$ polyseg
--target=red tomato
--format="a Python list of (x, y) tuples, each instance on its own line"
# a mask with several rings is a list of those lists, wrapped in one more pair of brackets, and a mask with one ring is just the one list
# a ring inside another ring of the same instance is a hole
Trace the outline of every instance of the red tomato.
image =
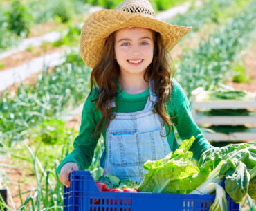
[(111, 192), (123, 192), (122, 189), (120, 188), (114, 188), (111, 190)]
[(106, 184), (104, 183), (96, 181), (98, 187), (99, 187), (100, 191), (104, 191), (106, 189)]
[(135, 188), (129, 188), (129, 187), (125, 187), (122, 189), (123, 192), (131, 192), (134, 193), (138, 192), (138, 190), (136, 190)]

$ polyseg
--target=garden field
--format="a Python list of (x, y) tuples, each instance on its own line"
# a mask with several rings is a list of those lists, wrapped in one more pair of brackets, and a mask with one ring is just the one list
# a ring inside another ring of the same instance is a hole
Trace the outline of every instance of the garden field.
[[(7, 204), (0, 199), (0, 210), (63, 210), (56, 169), (73, 149), (90, 89), (91, 69), (80, 55), (80, 30), (90, 13), (121, 1), (0, 1), (0, 190), (8, 193)], [(171, 52), (175, 78), (190, 102), (198, 87), (233, 91), (228, 96), (233, 100), (254, 94), (256, 101), (256, 0), (150, 2), (157, 18), (192, 26)], [(242, 111), (256, 115), (255, 109)], [(232, 129), (256, 129), (241, 125)], [(235, 143), (209, 141), (216, 147)], [(103, 173), (103, 150), (100, 137), (89, 169), (95, 179)], [(255, 208), (255, 201), (245, 195), (240, 210)]]

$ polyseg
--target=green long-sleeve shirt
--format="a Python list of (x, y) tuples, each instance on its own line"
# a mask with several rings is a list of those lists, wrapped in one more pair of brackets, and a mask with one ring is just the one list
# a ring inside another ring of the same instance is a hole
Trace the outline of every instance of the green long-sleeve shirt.
[[(196, 138), (190, 150), (193, 152), (194, 158), (198, 160), (201, 154), (212, 146), (203, 138), (202, 132), (194, 121), (190, 103), (183, 90), (175, 80), (173, 79), (172, 82), (174, 85), (170, 99), (167, 101), (168, 113), (170, 117), (173, 118), (172, 122), (182, 140), (190, 138), (192, 136)], [(119, 93), (121, 88), (118, 84), (118, 93)], [(90, 166), (94, 149), (100, 138), (100, 135), (96, 138), (91, 138), (92, 130), (102, 117), (100, 110), (94, 111), (96, 107), (95, 102), (91, 102), (98, 94), (98, 89), (95, 88), (87, 97), (83, 107), (79, 134), (74, 140), (74, 150), (62, 161), (57, 169), (58, 173), (63, 165), (67, 162), (76, 163), (79, 169), (85, 169)], [(143, 110), (149, 95), (149, 87), (143, 93), (135, 95), (128, 94), (122, 91), (115, 98), (118, 104), (118, 112), (130, 113)], [(113, 111), (116, 112), (116, 109), (114, 108)], [(170, 149), (174, 151), (179, 146), (175, 139), (173, 126), (171, 129), (172, 131), (167, 136), (167, 141)], [(165, 131), (168, 131), (166, 124)], [(106, 129), (102, 131), (102, 134), (105, 144)]]

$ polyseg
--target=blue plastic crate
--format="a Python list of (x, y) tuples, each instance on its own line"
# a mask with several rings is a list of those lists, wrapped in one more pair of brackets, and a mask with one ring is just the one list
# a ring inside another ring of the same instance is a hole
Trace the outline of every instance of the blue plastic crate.
[[(214, 194), (101, 192), (89, 171), (73, 171), (64, 187), (64, 211), (208, 211)], [(227, 194), (228, 211), (239, 205)]]

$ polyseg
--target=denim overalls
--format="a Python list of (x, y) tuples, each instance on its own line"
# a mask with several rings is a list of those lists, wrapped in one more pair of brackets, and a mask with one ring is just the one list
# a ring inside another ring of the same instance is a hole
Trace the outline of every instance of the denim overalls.
[[(120, 179), (141, 182), (147, 170), (143, 164), (148, 160), (156, 160), (170, 152), (163, 120), (153, 113), (157, 96), (153, 82), (149, 80), (150, 94), (143, 111), (114, 113), (115, 118), (106, 131), (106, 150), (100, 158), (104, 174), (113, 174)], [(115, 104), (111, 102), (111, 107)]]

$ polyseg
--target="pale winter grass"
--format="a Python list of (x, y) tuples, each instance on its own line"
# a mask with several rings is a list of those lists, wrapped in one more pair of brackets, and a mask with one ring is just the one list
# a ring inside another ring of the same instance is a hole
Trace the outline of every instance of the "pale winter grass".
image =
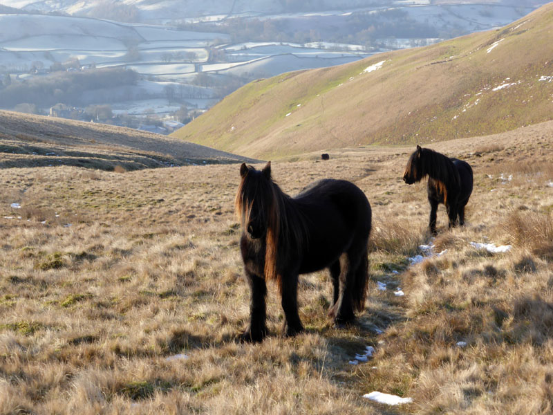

__TASK DESCRIPTION__: Convert every line of the records above into one numbered list, leaving out the blank lines and the pictures.

__IN RESPONSE__:
1. $ polyseg
2. --target=red tomato
3. --format="a Python list of (x, y) tuples, each instance on its own line"
4. # a mask with several rings is a list of those lists, wrapped in one more pair of brackets, and a mask with one ring is just the one list
5. # a ring inside another ring of the same instance is a hole
6. Trace the outline of every instance of the red tomato.
7. image =
8. [(111, 192), (123, 192), (122, 189), (120, 188), (114, 188), (111, 190)]
9. [(106, 184), (104, 183), (96, 181), (98, 187), (99, 187), (100, 191), (104, 191), (106, 189)]
10. [(135, 188), (129, 188), (129, 187), (125, 187), (122, 189), (123, 192), (131, 192), (134, 193), (138, 192), (138, 190), (136, 190)]
11. $ polyseg
12. --target=garden field
13. --format="a Python list of (x, y) tuples, each instance on its own line"
14. # a mask with several rings is a list of those lists, wrapped in one more pair of brackets, and a mask with one ring is just the one list
15. # a ring inside another ring of the same instance is a hole
16. Trace the outline of every instance of the garden field.
17. [[(7, 204), (0, 199), (0, 210), (63, 210), (56, 169), (73, 149), (90, 89), (91, 69), (80, 55), (80, 30), (90, 13), (121, 1), (0, 1), (0, 190), (8, 193)], [(171, 52), (175, 78), (190, 102), (198, 87), (233, 91), (228, 96), (233, 100), (254, 94), (256, 101), (256, 0), (150, 2), (157, 18), (192, 26)], [(242, 111), (256, 115), (255, 109)], [(232, 129), (256, 129), (241, 125)], [(235, 143), (209, 141), (216, 147)], [(103, 173), (103, 150), (100, 137), (89, 169), (95, 179)], [(255, 208), (255, 201), (245, 195), (240, 210)]]
18. $ polyseg
19. --target=green long-sleeve shirt
20. --format="a Python list of (x, y) tuples, each instance on its own line"
21. # a mask with several rings is a list of those lists, wrapped in one more pair of brackets, and a mask with one ring is just the one list
22. # a ring inside another ring of the same instance is a hole
23. Trace the outline of every instance of the green long-sleeve shirt.
24. [[(196, 138), (190, 150), (193, 152), (194, 158), (198, 160), (201, 154), (212, 146), (203, 138), (202, 132), (194, 121), (190, 103), (183, 90), (175, 80), (173, 79), (172, 82), (174, 85), (170, 99), (167, 101), (168, 113), (170, 117), (173, 118), (172, 122), (182, 140), (190, 138), (192, 136)], [(119, 93), (121, 88), (118, 84), (118, 93)], [(90, 166), (94, 149), (100, 138), (100, 135), (96, 138), (91, 138), (92, 130), (102, 117), (100, 110), (94, 111), (96, 107), (95, 102), (91, 102), (98, 94), (98, 89), (95, 88), (87, 97), (83, 107), (79, 134), (74, 140), (74, 150), (62, 161), (57, 169), (58, 173), (63, 165), (67, 162), (76, 163), (79, 169), (85, 169)], [(143, 110), (149, 95), (149, 87), (143, 93), (135, 95), (128, 94), (122, 91), (115, 98), (118, 104), (118, 112), (130, 113)], [(113, 111), (116, 112), (116, 109), (114, 108)], [(170, 149), (174, 151), (179, 146), (175, 139), (173, 126), (171, 129), (172, 131), (167, 136), (167, 141)], [(165, 131), (168, 131), (166, 124)], [(106, 129), (102, 131), (102, 134), (105, 144)]]
25. $ polyseg
26. --target=blue plastic crate
27. --format="a Python list of (x, y) tuples, each instance on its own line"
28. # a mask with several rings is a list of those lists, wrapped in one more pair of brackets, and a mask with one ring is just the one list
29. # a ring inside another ring of the same instance is a hole
30. Trace the outline of every instance of the blue plastic crate.
31. [[(214, 194), (101, 192), (89, 171), (73, 171), (64, 187), (64, 211), (208, 211)], [(227, 194), (228, 211), (239, 205)]]
32. $ polyseg
33. --target=denim overalls
34. --format="a Python list of (x, y) tuples, each instance on its own line"
35. # a mask with several rings is a list of those lists, wrapped in one more pair of brackets, and a mask with one ring is just the one list
36. # a ring inside another ring of the same instance is a hole
37. Trace the outline of every instance of the denim overalls.
38. [[(120, 179), (141, 182), (147, 170), (143, 164), (148, 160), (156, 160), (170, 152), (163, 120), (153, 113), (157, 96), (153, 82), (149, 80), (150, 94), (143, 111), (114, 113), (115, 118), (106, 131), (106, 150), (100, 158), (104, 174), (113, 174)], [(115, 104), (111, 102), (111, 107)]]
39. $ polyseg
40. --target="pale winter grass"
41. --format="a Python list of (x, y) tuples, each instance on its own line"
42. # a mask with several rings is a list of those lists, wrapped in one more pair of brackets, and a mask with one ring is just the one list
43. # a ring inside another ring of the same instance is a hole
44. Trace the outline of every instance of the "pale winter grass".
45. image =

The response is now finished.